Using the information:
**a)** In the landlord tips text, what percentage of respondents rated pet-friendly housing as "Important" or "Very Important"?
**b)** Extend the landlord tips text past its final sentence.

Page extract:
The American Veterinary Medical Association estimates that about 60% of U.S. households have at least one pet. The Pet Food Institute calculates approximately 60 million dogs and 75 million cats are owned as pets in the U.S. This is no surprise then, that exactly 60% of respondents told rentbits that pet friendly housing is “Important” or “Very Important.” The question then becomes, how do I rent to a pet owner without being left with a destroyed property?

As is standard in the industry, it is a great idea to include a pet deposit and pet rent, but these fees are not a guarantee of a great pet. It is more important that you conduct a pet interview, as well as include a pet addendum in your lease agreement. You can have pet requirements such as max weight limits, no puppies/kittens, no aggressive breeds, max 2 pets per unit, etc. It is also recommended that you require the resident to provide you with documentation from the vet that the pet has had all of their vaccinations, and that they have been spayed or neutered. Many counties allow or require pets to be registered, and as a landlord you should ensure this happens before move-in.

If you take the proper precautions, you can increase your resident pool by 60% and increase your revenue in the process.

When asked, “How important is having a personal washer and dryer when searching for a place to rent?” 40% of respondents selected “Very Important.” When they add respondents who selected “Important” as well, that rate becomes 66%. If your rental already has washer and dryer hookups, why run the risk of excluding 66% of rental seekers? Below are some benefits to adding a washer and dryer to your rental – and you may even make extra money in the process!

  1. A washer and dryer is a competitive advantage. This is especially true during times of decreased lead volume which include seasonal and economic factors.
  2. If a washer and dryer are really “Very Important,” at least 40% of potential residents would be willing to pay extra for them. If you don’t have a washer and dryer currently, advertise it as an option for an extra $25 per month. A full-size washer and dryer at a used appliance store will run about $400, which means that the resident will buy it for you within 16 months. Everything after that is increased profit.
  3. The washer and dryer is not only an asset but also a tax write-off.

Adding a washer and dryer to your rental may be the easiest way to increase your rental rate while filling vacancies faster.

Excerpted data:
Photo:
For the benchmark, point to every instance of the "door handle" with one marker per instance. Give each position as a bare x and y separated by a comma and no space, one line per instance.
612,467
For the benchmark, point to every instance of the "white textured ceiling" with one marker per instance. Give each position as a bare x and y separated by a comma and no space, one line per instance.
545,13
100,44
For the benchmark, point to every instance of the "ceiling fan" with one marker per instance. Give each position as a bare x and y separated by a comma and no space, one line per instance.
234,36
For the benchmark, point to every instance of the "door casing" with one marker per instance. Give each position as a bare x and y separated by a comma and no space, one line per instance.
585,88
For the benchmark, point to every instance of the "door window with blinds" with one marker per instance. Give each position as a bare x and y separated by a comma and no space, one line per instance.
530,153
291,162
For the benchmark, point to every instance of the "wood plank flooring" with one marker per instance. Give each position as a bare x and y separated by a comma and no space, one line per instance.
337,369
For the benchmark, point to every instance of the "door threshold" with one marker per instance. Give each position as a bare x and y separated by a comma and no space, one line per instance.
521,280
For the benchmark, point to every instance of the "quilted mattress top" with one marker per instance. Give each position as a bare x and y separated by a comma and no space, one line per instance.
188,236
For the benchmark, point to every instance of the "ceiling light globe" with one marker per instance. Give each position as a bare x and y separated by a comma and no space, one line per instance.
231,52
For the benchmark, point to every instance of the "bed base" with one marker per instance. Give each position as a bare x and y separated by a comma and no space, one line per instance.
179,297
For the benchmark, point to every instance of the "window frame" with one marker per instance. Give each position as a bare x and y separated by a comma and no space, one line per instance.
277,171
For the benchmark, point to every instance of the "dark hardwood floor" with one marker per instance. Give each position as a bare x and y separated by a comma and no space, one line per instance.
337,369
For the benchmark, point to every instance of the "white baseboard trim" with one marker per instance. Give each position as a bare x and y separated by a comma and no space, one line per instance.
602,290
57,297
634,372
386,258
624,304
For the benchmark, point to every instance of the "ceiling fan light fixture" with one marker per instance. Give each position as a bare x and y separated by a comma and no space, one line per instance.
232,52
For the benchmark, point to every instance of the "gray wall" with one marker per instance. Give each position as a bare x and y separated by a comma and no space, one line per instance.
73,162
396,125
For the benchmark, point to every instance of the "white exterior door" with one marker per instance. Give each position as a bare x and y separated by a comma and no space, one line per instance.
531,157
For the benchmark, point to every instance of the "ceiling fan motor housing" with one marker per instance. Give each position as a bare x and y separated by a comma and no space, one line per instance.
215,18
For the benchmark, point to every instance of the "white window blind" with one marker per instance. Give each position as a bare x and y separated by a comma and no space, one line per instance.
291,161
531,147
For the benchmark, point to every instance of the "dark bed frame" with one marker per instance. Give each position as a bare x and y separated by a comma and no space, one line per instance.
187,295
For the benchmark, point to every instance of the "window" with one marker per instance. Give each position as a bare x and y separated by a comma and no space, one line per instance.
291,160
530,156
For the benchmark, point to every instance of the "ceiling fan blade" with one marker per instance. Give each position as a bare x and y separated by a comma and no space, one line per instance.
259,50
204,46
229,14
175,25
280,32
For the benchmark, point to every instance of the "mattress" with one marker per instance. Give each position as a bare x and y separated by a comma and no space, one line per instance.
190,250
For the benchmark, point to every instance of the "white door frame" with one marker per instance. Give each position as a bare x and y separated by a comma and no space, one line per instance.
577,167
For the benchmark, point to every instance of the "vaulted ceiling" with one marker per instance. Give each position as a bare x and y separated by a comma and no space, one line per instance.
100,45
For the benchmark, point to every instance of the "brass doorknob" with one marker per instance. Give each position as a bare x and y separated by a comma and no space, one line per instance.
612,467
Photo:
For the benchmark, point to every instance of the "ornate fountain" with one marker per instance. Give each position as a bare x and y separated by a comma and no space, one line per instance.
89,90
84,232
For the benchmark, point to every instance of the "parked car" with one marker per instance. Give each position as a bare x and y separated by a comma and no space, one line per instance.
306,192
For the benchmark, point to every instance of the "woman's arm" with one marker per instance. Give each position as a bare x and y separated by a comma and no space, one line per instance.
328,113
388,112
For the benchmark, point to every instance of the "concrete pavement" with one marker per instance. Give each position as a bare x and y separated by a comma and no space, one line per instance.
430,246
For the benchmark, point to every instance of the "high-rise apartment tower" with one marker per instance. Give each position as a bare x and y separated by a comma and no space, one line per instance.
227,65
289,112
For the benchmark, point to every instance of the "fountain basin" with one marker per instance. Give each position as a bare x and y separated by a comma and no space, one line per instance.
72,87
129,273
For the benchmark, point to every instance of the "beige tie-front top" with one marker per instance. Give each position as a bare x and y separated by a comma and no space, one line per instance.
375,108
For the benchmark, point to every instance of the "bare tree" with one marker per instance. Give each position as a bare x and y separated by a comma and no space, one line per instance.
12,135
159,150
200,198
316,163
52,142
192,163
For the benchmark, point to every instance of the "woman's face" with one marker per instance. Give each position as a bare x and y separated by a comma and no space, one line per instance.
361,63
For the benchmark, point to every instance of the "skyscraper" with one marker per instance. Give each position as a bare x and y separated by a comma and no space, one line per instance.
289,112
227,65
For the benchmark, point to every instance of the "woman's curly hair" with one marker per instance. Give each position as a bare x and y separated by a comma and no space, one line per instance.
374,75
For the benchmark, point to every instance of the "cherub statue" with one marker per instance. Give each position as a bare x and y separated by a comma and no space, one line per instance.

Answers to this exercise:
**a)** 60%

**b)**
They also provided an option for the respondent to tell them exactly what they would like property managers, landlords or leasing agents to do to make their home search easier. They compiled the comments by popularity and graphed the results below:

A few of the responses that summed up the general comments are:

  • I haven’t found anything or anyone to help me yet.
  • Prices & pictures are a must! If you can’t show a picture it’s not worth my time calling… it usually means it’s infested with some kind of pest. friendliness!
  • Don’t give me fluff – give me facts! Square footage, room size, pictures of all rooms – if there are 2 baths, I want to see both. For apartments/condos – what floor is it. Details, details, details. That way no ones time gets wasted.
  • They do a great job helping people
  • Pictures can either be very helpful, or sometimes misleading, but I avoid listings that do not have any
  • Be more friendly and not so cold.
  • Answer e-mail with information.
  • Provide detailed information. And be realistic in the description of what I am looking at. I don’t like when I view a home on a website and then go and visit it in real life and they look completely different. I would prefer it if the property managers didn’t dress up the homes just to simply get a sale/lease.
  • Just give as much info on the property as possible, many listings leave out pet info or square footage. The more info, the better
  • Be willing and receptive to potential residents that have had credit problems. That seems to be the biggest issue. I Think it is just as important to have a very good rental history, and job stability. To be honest, in my recent and on going search for rentals, the property managers have been very nice.
  • give all facts up front nothing hidden like app fees
  • Call back in a reasonable amount of time, be knowledgeable, sensitive to my needs and give referral to other resources even if they can not help you.